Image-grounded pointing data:

========

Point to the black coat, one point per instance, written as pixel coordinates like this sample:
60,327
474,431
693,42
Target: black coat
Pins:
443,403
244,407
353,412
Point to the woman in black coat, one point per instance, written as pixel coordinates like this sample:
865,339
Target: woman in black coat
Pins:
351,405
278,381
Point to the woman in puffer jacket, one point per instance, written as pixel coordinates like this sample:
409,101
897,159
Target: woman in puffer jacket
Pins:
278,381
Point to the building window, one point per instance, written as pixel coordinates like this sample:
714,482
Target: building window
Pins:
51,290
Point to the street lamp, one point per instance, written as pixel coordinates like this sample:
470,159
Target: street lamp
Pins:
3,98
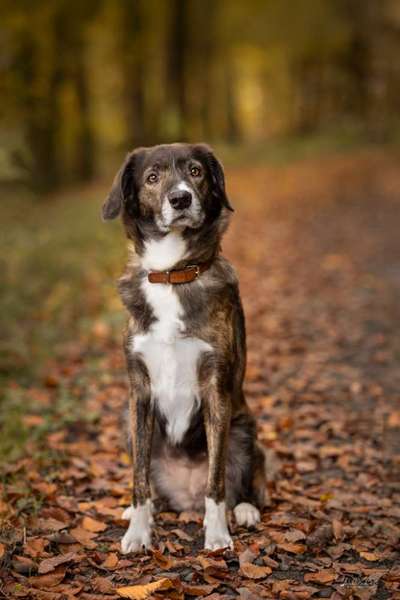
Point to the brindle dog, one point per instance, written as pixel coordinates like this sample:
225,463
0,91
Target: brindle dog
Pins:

========

Please write out every record above exactly, but leave the pictures out.

Point to the black coat, one point per instance, written as pixel coordinates like this sample:
60,327
474,431
693,42
Target: black coat
Pins:
443,403
244,407
353,412
Point to the woman in black coat, one point per instance, written as pixel coordinates like this sample:
865,339
Target: woman in black coat
Pins:
351,405
278,381
Point to the woman in puffer jacket, one point per instance, written as pixel coordinates like this sample:
409,101
897,159
Target: woman in puffer jacket
Pins:
278,381
Point to the building window, one point per instance, written as pixel coordinates like this sample:
714,482
Target: building window
Pins:
51,290
Point to the street lamp, one point per instance, written as pixel coordinates like this sample:
470,159
Target: street lamp
Pins:
3,98
Point to the brindle dog, one point per instance, written as pixel coordinates like this sample:
225,463
0,91
Target: brindle dog
Pins:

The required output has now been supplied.